What this task involves: Begin at the line that contains "Segment blue backpack from the image above." and stop after the final line of the entries below. Rewrite every one of those lines, requests included, with each bounding-box coordinate multiplied by 0.55 and rounded to a whole number, rounding halves up.

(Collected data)
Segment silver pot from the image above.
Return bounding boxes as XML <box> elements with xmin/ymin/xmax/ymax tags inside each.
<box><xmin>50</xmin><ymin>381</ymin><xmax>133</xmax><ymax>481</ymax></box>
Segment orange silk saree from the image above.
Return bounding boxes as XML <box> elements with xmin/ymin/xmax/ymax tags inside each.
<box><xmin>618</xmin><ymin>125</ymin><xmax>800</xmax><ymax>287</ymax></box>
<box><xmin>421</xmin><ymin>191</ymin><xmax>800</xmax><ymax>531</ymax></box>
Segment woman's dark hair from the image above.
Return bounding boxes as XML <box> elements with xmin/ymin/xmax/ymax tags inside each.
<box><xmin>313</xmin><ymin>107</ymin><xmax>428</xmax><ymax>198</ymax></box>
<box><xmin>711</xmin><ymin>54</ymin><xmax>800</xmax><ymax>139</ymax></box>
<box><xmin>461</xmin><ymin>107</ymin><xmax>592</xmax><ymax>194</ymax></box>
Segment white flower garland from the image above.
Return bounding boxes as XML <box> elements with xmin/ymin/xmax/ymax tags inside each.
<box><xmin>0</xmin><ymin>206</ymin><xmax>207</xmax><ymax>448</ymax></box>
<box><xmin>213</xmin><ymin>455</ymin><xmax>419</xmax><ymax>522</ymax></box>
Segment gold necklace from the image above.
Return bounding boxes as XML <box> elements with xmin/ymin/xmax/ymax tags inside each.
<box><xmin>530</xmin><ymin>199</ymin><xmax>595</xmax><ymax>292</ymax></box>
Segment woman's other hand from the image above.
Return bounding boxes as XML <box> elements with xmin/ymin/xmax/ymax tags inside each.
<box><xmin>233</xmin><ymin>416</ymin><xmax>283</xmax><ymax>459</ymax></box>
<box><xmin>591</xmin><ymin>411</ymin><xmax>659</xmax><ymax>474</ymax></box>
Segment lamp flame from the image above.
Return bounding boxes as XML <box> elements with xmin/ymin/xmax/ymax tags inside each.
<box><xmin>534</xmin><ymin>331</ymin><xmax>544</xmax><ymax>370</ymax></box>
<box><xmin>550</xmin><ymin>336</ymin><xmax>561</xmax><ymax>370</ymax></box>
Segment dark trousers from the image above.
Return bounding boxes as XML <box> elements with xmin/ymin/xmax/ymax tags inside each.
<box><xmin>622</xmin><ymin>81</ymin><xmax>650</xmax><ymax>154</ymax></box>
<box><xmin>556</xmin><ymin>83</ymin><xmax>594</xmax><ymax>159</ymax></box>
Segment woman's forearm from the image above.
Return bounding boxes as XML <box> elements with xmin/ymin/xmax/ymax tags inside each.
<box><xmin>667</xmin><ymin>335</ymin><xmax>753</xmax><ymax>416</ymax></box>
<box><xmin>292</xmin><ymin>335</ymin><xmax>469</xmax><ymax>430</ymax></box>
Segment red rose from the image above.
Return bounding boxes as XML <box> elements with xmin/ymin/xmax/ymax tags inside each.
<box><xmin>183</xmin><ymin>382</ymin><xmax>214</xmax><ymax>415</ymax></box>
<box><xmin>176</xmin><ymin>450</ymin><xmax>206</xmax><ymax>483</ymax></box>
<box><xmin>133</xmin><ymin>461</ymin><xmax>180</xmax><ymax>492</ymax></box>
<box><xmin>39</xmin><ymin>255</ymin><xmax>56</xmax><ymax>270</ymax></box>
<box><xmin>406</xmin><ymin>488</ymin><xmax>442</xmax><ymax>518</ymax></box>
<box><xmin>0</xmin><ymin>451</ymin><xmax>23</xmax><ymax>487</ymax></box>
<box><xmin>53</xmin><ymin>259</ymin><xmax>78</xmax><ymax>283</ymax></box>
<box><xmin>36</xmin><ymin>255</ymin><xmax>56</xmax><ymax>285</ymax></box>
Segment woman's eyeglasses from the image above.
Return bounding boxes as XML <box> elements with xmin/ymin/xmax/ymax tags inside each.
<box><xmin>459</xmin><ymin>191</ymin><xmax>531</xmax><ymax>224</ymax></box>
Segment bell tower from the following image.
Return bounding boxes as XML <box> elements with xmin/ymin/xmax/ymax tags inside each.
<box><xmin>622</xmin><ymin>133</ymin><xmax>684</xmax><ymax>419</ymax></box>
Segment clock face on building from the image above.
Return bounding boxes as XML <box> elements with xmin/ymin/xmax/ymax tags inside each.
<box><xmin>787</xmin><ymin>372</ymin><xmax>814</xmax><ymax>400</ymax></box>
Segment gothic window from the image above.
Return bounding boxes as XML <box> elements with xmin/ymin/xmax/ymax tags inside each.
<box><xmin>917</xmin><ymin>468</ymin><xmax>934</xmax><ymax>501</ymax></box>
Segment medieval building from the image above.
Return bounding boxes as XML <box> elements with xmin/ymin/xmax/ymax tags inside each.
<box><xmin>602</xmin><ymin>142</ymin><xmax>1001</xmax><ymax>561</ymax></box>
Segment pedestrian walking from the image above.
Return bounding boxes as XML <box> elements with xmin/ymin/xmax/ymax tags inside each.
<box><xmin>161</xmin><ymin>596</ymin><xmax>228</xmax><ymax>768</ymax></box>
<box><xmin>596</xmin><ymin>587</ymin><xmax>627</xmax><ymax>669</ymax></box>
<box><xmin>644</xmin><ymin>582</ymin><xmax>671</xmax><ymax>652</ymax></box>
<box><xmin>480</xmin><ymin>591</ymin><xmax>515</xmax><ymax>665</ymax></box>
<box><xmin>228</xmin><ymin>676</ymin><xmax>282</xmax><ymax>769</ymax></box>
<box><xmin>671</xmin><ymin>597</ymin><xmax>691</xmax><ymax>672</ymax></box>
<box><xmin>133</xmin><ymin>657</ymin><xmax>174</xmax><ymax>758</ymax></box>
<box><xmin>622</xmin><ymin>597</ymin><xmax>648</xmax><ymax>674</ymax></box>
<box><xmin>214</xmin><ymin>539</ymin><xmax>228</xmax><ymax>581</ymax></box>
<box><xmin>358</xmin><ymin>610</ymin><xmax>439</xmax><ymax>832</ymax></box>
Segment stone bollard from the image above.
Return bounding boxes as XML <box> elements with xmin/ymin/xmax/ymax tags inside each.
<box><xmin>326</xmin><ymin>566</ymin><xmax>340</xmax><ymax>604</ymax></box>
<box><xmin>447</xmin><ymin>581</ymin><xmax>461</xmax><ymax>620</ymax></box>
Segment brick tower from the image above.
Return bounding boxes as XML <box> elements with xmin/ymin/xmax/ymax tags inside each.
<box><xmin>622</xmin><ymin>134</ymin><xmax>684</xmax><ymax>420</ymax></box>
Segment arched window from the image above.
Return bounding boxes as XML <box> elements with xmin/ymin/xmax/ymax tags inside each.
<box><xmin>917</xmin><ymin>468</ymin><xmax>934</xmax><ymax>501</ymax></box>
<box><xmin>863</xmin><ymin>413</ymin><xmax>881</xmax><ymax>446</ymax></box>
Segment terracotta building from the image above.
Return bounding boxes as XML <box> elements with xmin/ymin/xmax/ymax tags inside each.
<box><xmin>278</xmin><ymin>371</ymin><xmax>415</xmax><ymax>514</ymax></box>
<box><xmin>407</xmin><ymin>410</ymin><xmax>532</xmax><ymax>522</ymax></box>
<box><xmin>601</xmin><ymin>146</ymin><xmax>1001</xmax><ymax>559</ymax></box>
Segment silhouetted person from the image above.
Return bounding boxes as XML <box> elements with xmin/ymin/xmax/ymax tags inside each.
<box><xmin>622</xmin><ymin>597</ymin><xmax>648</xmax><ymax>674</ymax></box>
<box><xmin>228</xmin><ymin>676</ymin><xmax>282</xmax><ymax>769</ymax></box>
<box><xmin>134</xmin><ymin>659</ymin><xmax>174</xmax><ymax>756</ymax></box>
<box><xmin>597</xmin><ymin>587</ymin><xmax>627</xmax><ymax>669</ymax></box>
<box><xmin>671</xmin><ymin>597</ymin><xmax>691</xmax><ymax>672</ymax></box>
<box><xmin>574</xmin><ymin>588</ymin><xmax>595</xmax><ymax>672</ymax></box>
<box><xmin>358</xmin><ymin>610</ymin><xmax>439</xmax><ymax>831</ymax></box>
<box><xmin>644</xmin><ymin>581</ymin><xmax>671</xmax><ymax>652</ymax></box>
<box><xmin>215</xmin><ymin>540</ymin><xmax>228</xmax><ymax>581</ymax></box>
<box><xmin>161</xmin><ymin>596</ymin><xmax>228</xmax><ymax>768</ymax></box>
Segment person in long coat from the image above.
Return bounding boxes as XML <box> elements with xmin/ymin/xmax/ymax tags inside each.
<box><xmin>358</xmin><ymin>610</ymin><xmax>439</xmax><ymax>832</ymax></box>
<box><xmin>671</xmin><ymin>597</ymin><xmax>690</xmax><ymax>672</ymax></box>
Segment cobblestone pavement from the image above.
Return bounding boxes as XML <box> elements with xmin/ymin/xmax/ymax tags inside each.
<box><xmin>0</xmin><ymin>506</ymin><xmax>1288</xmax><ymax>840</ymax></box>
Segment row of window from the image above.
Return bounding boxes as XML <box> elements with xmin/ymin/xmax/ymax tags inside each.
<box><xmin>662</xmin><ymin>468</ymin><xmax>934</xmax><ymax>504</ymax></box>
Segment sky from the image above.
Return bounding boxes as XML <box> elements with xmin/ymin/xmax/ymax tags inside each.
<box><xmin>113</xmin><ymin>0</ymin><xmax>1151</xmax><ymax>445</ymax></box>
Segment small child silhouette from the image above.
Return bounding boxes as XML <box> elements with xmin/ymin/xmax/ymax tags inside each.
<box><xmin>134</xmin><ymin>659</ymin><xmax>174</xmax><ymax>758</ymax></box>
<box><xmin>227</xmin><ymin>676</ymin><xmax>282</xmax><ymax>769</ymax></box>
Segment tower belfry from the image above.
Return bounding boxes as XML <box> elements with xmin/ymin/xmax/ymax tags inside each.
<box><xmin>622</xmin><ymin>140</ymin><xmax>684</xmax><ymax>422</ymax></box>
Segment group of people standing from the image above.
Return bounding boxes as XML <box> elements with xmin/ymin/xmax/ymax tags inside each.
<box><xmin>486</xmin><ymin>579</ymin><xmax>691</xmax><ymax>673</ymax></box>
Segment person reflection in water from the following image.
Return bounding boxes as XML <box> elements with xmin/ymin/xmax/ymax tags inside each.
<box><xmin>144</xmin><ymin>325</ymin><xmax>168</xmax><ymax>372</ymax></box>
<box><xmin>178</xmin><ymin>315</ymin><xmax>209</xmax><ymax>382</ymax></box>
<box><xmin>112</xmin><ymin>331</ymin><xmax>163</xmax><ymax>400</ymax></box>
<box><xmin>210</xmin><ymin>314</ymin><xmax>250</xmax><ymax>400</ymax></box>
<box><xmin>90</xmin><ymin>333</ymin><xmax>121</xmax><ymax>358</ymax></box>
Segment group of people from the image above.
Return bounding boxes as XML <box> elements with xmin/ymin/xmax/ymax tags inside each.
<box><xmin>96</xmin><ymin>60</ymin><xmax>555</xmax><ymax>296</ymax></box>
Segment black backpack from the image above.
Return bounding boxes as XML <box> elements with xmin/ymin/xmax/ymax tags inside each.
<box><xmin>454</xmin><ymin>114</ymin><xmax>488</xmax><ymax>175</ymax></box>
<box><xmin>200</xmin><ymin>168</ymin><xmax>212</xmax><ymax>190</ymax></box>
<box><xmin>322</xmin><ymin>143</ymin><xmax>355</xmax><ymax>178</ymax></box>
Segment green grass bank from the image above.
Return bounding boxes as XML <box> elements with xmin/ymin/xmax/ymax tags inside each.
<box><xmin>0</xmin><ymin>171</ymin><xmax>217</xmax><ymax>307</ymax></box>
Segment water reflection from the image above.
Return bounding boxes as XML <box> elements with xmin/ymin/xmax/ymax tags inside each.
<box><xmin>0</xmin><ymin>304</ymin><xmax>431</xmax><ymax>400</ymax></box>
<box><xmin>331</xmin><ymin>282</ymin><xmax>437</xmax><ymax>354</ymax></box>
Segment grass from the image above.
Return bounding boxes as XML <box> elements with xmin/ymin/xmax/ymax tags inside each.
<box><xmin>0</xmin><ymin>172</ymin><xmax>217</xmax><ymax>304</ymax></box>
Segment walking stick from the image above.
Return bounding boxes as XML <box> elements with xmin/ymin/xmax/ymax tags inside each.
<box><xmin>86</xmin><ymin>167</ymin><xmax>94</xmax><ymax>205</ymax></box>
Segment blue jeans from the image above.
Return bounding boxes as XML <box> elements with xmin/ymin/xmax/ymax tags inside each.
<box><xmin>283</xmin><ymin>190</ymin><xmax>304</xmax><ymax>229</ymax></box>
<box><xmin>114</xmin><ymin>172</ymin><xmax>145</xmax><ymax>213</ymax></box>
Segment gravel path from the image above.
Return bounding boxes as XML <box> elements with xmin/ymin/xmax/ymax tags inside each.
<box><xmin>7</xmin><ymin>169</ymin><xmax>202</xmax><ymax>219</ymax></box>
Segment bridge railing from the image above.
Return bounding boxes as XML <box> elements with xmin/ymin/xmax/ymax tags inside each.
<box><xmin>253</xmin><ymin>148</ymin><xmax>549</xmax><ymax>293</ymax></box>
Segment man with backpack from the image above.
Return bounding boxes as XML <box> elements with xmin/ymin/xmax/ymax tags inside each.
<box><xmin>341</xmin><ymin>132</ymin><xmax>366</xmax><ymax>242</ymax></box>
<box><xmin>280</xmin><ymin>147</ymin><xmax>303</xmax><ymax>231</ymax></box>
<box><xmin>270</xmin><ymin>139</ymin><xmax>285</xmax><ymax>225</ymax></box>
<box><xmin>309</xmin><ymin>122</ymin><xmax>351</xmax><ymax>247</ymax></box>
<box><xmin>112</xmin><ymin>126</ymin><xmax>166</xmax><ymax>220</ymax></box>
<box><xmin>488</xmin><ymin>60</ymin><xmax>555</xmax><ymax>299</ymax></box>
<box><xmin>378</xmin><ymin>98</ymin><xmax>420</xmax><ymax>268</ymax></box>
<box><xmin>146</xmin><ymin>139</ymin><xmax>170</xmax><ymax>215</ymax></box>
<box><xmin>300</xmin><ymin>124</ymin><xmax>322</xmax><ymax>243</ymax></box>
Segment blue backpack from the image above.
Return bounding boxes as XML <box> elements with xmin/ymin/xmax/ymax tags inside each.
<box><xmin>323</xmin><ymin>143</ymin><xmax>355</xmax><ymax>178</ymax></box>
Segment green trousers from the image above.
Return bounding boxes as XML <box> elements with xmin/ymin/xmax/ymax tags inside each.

Full answer:
Segment blue backpack from the image above.
Return bounding boxes as XML <box> elements with xmin/ymin/xmax/ymax tags inside each.
<box><xmin>178</xmin><ymin>79</ymin><xmax>195</xmax><ymax>98</ymax></box>
Segment green trousers from the image above.
Return bounding boxes as XML <box> elements with xmin/ymin/xmax/ymax tags inside each.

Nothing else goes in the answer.